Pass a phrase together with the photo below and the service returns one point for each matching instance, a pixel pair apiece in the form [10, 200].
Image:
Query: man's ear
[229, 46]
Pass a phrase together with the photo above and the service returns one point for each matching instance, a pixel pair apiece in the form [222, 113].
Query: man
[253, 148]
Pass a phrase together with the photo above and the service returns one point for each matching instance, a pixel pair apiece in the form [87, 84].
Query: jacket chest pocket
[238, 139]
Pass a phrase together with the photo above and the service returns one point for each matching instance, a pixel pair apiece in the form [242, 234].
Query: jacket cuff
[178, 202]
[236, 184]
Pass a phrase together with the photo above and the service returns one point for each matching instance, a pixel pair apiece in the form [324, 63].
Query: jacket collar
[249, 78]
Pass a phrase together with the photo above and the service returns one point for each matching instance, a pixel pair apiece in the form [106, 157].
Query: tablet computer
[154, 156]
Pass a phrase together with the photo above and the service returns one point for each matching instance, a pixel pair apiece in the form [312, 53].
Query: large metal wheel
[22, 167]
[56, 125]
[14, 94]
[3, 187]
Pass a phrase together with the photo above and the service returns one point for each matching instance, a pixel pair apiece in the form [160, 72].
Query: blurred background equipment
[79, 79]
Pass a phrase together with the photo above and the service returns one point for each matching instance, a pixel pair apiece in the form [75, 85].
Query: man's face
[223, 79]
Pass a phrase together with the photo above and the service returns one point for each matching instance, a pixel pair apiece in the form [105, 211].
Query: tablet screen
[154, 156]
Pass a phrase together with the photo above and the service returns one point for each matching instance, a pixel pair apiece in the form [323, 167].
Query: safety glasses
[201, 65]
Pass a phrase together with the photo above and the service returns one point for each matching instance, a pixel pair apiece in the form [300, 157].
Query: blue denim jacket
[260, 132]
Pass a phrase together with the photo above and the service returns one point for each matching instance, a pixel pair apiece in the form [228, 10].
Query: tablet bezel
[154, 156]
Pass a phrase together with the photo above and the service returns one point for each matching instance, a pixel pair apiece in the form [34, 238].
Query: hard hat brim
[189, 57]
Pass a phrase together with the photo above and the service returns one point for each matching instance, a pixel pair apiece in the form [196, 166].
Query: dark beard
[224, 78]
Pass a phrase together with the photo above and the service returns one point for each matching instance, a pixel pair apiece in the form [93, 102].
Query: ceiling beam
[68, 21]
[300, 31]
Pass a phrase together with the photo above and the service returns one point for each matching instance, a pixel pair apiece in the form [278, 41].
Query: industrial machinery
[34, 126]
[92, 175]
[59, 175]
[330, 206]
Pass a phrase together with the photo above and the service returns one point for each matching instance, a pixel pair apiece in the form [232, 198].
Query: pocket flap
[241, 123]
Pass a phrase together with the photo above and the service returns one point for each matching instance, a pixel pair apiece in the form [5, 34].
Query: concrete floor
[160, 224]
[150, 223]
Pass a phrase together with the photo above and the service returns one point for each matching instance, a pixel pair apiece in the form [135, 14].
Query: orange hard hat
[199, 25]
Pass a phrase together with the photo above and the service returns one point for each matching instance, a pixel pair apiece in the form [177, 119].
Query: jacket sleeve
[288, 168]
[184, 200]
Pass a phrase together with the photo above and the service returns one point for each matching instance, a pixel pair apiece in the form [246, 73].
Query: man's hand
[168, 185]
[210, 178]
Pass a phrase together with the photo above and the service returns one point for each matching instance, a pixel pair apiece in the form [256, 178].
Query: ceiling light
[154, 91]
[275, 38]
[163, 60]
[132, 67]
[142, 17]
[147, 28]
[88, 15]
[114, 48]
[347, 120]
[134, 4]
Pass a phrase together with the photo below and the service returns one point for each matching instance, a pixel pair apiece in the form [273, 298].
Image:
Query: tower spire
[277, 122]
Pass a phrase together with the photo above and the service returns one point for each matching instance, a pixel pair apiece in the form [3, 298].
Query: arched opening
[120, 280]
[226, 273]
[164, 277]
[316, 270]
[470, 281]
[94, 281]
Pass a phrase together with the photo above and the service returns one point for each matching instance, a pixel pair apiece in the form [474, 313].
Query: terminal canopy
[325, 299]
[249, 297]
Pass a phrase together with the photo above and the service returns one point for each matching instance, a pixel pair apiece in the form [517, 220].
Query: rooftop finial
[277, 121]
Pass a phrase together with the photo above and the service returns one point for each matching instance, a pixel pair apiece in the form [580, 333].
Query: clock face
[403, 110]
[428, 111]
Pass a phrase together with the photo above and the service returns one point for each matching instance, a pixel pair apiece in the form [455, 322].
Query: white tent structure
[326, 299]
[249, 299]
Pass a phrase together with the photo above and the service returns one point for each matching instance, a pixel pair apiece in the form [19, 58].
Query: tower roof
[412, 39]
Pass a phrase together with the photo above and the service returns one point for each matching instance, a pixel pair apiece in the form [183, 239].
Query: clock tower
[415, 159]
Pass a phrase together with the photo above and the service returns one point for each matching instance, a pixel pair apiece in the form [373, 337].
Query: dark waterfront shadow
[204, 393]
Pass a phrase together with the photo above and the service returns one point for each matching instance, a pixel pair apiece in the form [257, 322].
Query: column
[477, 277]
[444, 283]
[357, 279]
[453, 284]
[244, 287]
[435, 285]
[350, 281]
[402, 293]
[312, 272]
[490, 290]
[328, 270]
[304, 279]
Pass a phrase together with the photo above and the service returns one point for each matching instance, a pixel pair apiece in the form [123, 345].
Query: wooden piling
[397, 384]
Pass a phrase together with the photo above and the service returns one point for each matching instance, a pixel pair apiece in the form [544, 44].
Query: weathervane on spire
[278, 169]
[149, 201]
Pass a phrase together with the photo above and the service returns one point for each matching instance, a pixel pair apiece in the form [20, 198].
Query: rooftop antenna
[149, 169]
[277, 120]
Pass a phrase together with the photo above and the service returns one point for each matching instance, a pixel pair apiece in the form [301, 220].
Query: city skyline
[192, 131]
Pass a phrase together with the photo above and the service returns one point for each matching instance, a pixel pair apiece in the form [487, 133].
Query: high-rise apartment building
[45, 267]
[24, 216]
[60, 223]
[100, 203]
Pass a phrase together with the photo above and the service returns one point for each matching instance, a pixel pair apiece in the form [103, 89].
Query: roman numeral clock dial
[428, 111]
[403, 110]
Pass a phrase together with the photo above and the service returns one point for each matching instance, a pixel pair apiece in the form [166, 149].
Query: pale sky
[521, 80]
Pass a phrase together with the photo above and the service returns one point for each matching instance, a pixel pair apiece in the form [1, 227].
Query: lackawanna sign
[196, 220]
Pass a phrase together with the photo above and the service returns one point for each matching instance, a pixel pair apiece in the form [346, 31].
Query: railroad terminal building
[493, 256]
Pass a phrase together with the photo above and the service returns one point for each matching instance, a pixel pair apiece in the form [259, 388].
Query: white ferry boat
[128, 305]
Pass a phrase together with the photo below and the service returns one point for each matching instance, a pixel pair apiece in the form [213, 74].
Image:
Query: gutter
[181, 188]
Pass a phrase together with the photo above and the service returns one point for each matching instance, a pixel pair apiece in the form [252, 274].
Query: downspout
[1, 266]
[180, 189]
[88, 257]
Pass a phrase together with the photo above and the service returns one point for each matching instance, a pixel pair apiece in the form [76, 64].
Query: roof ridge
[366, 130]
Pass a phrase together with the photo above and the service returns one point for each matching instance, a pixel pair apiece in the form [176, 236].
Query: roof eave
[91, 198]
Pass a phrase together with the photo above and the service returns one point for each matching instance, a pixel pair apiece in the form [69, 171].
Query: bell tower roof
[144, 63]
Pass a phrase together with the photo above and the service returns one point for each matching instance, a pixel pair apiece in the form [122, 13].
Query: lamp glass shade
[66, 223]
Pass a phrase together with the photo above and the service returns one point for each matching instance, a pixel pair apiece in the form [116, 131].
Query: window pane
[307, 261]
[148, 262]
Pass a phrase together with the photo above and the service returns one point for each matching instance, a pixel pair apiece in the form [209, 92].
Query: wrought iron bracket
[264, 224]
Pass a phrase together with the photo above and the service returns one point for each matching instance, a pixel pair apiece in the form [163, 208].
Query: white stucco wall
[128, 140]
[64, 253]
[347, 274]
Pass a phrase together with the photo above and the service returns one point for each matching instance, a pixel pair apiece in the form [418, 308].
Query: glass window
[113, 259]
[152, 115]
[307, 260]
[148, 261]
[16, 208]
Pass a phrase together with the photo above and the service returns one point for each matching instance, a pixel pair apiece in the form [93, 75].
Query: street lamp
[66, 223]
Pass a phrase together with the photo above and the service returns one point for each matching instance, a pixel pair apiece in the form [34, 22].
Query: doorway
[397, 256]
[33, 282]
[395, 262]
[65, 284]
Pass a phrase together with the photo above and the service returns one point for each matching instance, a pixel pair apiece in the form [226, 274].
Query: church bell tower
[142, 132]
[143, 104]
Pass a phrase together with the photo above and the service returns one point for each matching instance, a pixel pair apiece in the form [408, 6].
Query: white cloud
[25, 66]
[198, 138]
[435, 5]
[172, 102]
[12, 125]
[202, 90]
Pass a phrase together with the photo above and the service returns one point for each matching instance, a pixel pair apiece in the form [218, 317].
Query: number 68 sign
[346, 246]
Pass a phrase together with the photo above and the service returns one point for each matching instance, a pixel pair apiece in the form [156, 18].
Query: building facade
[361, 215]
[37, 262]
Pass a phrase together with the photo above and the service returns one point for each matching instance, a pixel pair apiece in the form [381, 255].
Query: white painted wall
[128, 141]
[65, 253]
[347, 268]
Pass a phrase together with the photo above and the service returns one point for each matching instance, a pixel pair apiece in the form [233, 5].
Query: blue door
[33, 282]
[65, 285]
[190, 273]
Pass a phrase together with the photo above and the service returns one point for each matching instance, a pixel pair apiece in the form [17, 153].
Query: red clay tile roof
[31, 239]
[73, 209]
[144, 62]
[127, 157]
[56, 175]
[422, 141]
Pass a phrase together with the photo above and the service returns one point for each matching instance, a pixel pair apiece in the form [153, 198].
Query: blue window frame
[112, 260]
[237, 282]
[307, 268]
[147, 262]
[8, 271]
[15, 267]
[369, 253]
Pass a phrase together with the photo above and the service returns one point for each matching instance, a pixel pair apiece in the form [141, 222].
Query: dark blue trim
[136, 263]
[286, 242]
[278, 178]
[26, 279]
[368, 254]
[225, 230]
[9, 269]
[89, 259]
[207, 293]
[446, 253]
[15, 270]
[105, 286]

=======

» Task objective
Repeat the line that contains "form [218, 317].", then every line after it until the records end, with nothing added.

» Response for this exercise
Pass a phrase together with the photo above and the service returns one point for each matching instance, a pixel pair apiece in the form [218, 317].
Query: number 68 sign
[346, 246]
Pass a phrase together with the photo above and the service returns one point for each matching instance, a pixel pair apiece in the form [156, 18].
Query: building facade
[361, 215]
[37, 262]
Pass a phrase together with the photo above and the service returns one point for each matching instance, a pixel pair apiece in the form [381, 255].
Query: white painted wall
[128, 141]
[65, 253]
[347, 268]
Pass a phrase together with the photo above and the service returns one point for each matching instance, a pixel pair apiece in the form [233, 5].
Query: blue door
[33, 282]
[65, 285]
[190, 273]
Pass a phrase together with the photo above and the service returns one point for each matching instance, a pixel pair apiece in the form [17, 153].
Query: red clay tile roof
[31, 239]
[73, 209]
[144, 62]
[127, 157]
[56, 175]
[422, 141]
Pass a phrase together with the photo above and the service returns one point for each matching instance, a pixel pair apiece in the form [153, 198].
Query: blue window frame
[112, 260]
[237, 282]
[307, 268]
[147, 262]
[8, 271]
[15, 267]
[369, 253]
Pass a phrase together with the photo above and the service returns one point for each matching instance, a pixel pair apiece in the form [141, 222].
Query: dark blue trim
[136, 263]
[286, 242]
[278, 178]
[26, 279]
[368, 254]
[225, 230]
[9, 269]
[89, 259]
[207, 293]
[446, 253]
[15, 270]
[105, 286]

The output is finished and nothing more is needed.